PROFILE 2010: Dr. Anthony Tropeano
Published 5:33 pm Sunday, March 7, 2010
It is soccer season. That is a fact that matters to an increasing number in Demopolis. But, it may not excite anyone more than Dr. Anthony Tropeano. Demopolis’ resident orthopedic surgeon and chief of staff at Bryan W. Whitfield Memorial Hospital is an avid supporter of the game he played throughout high school and college.
“We lived right outside of Baltimore, Md. in the early to mid-70s. My parents moved to Birmingham in the late 70s,” Tropeano explains. “My parents were involved in starting one of the first soccer clubs in Birmingham. My brothers and I loved it and we were fortunate enough to play through high school and were also fortunate enough to not have any serious injuries and be able to play in college.”
Tropeano continued his soccer playing days while doing his undergraduate work at Birmingham Southern. But the game, which has always been just one of a number of his passions, took a backseat after his days at BSC.
From there, he was off to the University of Alabama at Birmingham, where he completed medical school. His studies then took him to the University of South Alabama for his residency.
“When you do orthopedic training, residency is five years. They kind of train you in every part of it,” Tropeano says. “When you’re done with residency, you can go back and kind of specialize in an area for a year and I chose sports medicine.”
For that training, Tropeano took the opportunity to learn with two of the most prominent names in the field when he did his fellowship at the American Sports Medicine Institute with Dr. James Andrews and Dr. Larry Lemak.
While he spent two years learning and working in Pennsylvania, Tropeano credits the bulk of his education to the institutions in Birmingham and Mobile.
“We did most of our training down in Mobile and Birmingham. We basically went to Pennsylvania and played for two years,” he jokes.
While soccer was his first love, his educational journey has equipped him for a career to be able to maintain involvement with a wide range of sports and the athletes who play them.
“I played soccer forever and ever. I love being around sports,” he says of one of his assorted passions. “It’s really kind of a fun thing to do to — when you watch a kid sustain an injury — be able to get him back up and in his game.”
His love of the work and concern for the athletes in the Black Belt coupled with an idea that took its roots in his residency led he and his wife, Danielle, to start the Black and Blue Clinic, a free service open to injured players during football season.
“Some of the ideas for it came through residency. And when I did my fellowship with Dr. Lemak, we would go to the (emergency room) on Friday nights after football games and kind of wait for some of the kids to trickle in with football injuries,” he says.

(Data taken from a collection)

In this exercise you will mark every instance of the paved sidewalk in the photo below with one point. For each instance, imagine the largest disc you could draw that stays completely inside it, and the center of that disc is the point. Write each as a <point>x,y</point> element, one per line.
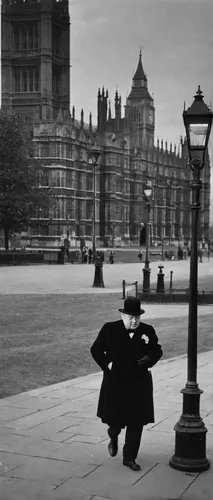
<point>52,446</point>
<point>78,278</point>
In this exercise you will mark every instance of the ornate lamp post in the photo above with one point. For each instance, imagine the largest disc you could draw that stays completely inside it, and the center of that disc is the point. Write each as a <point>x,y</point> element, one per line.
<point>190,437</point>
<point>146,270</point>
<point>98,276</point>
<point>94,157</point>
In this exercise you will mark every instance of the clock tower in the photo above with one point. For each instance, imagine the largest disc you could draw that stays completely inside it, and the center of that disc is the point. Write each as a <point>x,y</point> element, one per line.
<point>139,109</point>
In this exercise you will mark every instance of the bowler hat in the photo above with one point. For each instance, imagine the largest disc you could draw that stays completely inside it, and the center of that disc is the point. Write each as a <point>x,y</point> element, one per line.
<point>132,306</point>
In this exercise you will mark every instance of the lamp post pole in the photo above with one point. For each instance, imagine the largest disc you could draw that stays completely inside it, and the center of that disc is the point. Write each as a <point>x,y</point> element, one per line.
<point>94,216</point>
<point>146,269</point>
<point>190,431</point>
<point>98,276</point>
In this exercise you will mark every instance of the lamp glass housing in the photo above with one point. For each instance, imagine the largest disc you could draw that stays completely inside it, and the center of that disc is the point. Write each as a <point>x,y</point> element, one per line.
<point>148,190</point>
<point>198,121</point>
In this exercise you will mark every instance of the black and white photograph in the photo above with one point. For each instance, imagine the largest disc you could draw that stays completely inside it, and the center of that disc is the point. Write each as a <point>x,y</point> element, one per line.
<point>106,250</point>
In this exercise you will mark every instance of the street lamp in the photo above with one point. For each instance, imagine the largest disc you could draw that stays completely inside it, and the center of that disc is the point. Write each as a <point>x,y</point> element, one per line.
<point>146,270</point>
<point>94,157</point>
<point>190,437</point>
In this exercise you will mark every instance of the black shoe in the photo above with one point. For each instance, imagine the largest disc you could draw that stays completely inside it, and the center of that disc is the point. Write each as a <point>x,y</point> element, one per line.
<point>132,465</point>
<point>113,446</point>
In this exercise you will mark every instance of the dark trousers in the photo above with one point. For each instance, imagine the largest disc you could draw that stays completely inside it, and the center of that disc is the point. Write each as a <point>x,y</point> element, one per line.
<point>132,440</point>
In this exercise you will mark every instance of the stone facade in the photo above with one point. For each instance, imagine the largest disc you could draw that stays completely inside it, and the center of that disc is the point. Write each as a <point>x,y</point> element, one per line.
<point>36,82</point>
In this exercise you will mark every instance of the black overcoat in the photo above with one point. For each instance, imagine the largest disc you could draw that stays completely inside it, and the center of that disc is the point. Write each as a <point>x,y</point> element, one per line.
<point>126,394</point>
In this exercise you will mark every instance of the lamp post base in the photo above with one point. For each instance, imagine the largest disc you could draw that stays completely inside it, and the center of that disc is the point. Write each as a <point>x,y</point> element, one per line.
<point>146,279</point>
<point>98,277</point>
<point>190,437</point>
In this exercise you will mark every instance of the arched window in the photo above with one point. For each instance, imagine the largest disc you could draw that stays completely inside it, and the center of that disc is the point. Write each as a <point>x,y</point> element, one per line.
<point>24,80</point>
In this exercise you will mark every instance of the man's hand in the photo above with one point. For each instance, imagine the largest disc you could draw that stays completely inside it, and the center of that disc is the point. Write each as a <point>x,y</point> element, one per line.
<point>144,362</point>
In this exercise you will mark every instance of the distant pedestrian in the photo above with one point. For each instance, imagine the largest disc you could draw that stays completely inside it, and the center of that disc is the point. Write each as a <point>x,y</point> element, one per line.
<point>111,257</point>
<point>125,350</point>
<point>90,255</point>
<point>201,255</point>
<point>140,255</point>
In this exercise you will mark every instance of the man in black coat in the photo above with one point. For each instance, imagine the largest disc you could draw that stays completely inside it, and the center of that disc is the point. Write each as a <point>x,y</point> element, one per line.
<point>125,350</point>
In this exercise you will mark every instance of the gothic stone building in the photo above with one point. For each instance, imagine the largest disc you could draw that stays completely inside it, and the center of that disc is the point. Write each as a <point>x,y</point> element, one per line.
<point>36,83</point>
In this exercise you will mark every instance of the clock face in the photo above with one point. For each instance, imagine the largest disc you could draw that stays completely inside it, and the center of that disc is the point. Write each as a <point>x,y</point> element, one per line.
<point>151,117</point>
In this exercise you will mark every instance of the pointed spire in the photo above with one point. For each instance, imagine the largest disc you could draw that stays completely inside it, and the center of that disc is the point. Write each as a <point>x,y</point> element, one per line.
<point>90,121</point>
<point>139,74</point>
<point>73,113</point>
<point>82,118</point>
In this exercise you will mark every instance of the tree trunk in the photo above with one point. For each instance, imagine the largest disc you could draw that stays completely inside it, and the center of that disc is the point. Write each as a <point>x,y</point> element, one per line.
<point>6,239</point>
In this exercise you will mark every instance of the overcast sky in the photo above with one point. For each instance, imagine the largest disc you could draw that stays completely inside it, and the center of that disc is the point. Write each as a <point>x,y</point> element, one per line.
<point>177,52</point>
<point>177,41</point>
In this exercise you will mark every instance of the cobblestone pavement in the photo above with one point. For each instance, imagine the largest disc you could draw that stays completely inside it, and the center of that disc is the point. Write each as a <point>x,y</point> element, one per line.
<point>53,447</point>
<point>78,278</point>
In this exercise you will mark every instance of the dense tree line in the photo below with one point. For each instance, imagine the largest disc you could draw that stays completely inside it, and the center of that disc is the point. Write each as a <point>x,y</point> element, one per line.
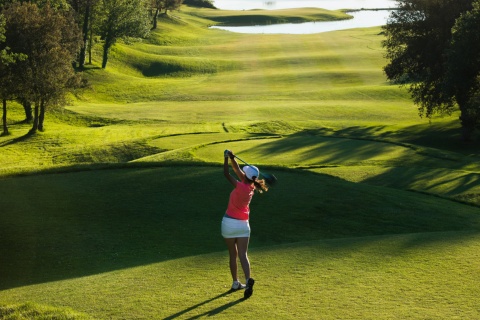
<point>433,47</point>
<point>44,45</point>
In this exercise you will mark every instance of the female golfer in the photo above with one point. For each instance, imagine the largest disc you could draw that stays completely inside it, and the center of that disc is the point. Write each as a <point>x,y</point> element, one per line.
<point>235,225</point>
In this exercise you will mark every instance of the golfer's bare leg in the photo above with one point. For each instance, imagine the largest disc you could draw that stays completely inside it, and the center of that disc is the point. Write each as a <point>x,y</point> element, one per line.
<point>232,251</point>
<point>242,245</point>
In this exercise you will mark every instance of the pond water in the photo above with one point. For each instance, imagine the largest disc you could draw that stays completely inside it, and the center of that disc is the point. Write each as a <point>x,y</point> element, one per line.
<point>286,4</point>
<point>361,19</point>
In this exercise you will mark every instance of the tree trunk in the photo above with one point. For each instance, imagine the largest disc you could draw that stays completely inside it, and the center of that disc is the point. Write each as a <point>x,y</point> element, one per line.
<point>4,118</point>
<point>82,56</point>
<point>155,19</point>
<point>41,117</point>
<point>90,45</point>
<point>106,48</point>
<point>27,106</point>
<point>467,118</point>
<point>468,127</point>
<point>35,119</point>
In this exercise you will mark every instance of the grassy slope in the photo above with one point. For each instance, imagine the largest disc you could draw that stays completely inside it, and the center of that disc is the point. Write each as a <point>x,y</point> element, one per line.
<point>115,244</point>
<point>123,243</point>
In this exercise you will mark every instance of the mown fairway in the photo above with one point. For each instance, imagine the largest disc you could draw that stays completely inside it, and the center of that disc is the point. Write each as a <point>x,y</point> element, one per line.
<point>114,211</point>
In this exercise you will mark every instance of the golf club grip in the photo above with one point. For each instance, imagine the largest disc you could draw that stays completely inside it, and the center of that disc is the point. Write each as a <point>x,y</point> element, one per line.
<point>242,160</point>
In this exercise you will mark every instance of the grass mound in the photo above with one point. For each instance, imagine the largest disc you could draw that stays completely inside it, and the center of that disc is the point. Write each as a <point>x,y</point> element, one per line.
<point>39,312</point>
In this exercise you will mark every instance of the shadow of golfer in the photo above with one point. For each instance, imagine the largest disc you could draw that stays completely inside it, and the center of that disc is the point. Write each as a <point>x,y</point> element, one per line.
<point>211,312</point>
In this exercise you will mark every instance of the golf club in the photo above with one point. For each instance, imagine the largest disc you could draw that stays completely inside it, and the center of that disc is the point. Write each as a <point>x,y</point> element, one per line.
<point>270,179</point>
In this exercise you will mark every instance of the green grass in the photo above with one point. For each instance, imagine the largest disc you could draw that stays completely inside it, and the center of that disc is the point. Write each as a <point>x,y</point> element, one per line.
<point>114,211</point>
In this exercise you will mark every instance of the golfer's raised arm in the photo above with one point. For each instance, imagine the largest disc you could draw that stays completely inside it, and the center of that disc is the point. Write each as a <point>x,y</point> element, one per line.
<point>236,167</point>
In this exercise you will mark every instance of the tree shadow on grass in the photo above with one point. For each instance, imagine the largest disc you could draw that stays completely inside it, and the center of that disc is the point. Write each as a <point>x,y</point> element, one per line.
<point>212,312</point>
<point>25,137</point>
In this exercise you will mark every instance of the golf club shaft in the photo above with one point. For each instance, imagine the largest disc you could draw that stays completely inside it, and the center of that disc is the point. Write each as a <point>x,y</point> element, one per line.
<point>242,160</point>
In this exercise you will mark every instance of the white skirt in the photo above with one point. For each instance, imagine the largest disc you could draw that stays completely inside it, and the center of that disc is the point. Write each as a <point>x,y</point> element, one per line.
<point>233,228</point>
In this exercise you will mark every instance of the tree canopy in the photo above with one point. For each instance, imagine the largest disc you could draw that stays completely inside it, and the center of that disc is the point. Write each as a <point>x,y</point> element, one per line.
<point>122,18</point>
<point>50,40</point>
<point>418,38</point>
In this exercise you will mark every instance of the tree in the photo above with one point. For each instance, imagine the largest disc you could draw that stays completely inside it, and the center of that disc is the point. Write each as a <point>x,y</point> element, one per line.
<point>9,88</point>
<point>418,36</point>
<point>121,18</point>
<point>50,39</point>
<point>84,15</point>
<point>463,67</point>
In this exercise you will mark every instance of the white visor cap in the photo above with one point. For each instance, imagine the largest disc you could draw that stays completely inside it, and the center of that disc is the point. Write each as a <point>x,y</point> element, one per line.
<point>251,171</point>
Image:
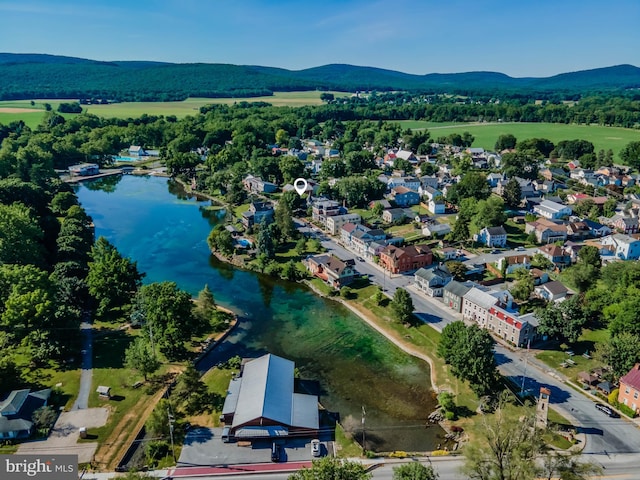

## [Activity 1]
In the Tropeano profile, swap "Pennsylvania" for "Ohio" and write out the passage that begins at the words "For that training, Tropeano" and stops after "who play them.".
## [Activity 2]
Answer these questions from the Tropeano profile:
(a) At which university did Tropeano do his residency?
(b) What area did he choose to specialize in after residency?
(c) What is the name of his wife?
## [Activity 3]
Please continue the Tropeano profile, starting after its last sentence.
These entries come from a different source than the profile.

## [Answer section 1]
For that training, Tropeano took the opportunity to learn with two of the most prominent names in the field when he did his fellowship at the American Sports Medicine Institute with Dr. James Andrews and Dr. Larry Lemak.
While he spent two years learning and working in Ohio, Tropeano credits the bulk of his education to the institutions in Birmingham and Mobile.
“We did most of our training down in Mobile and Birmingham. We basically went to Ohio and played for two years,” he jokes.
While soccer was his first love, his educational journey has equipped him for a career to be able to maintain involvement with a wide range of sports and the athletes who play them.

## [Answer section 2]
(a) The University of South Alabama
(b) Sports medicine
(c) Danielle

## [Answer section 3]
Now, he extends the same opportunity to players in Marengo County and surrounding areas, opening the doors to his office on Autumn Saturdays for injured athletes.
“There’s no physician’s fee,” he explains. “It doesn’t matter if they have insurance or not. It is to look at them and get them back in the direction they need to go.”
The clinic allows him to help alleviate some of the pressure on local coaches, whose athletic budgets have no room for trainers or the like.
“This area is very under served,” Tropeano says. “The coaches are the ones having to do all of the work and they really don’t have anybody to help them out.”
The clinic is just one of a number of contributions he and Danielle are able to make to the area. But as much as he focuses on helping athletes physically, Tropeano also take a concerted interest in the young people with whom he works, often offering words of encouragement to them regarding their academic efforts. He keeps track of the athletes he meets as best he can, serving as considerably more to them than a guy in a white coat with a fancy title.
“It’s a lot of fun. To me, the hardest part is always when somebody comes in and has an injury and I have to tell them that either, ‘You’re going to have to take a break,’ or ‘Your season is over with,'” he says. “Of course, the rewarding part is when you see a kid get back out there after an injury and play as good or better than he did before and you know you were able to have a hand in getting him back out there.”
Soccer may have been his first love, but his profession, and the committed, caring way in which he goes about it, have made him a fan of several sports and an even bigger supporter of the local young men and women who play them.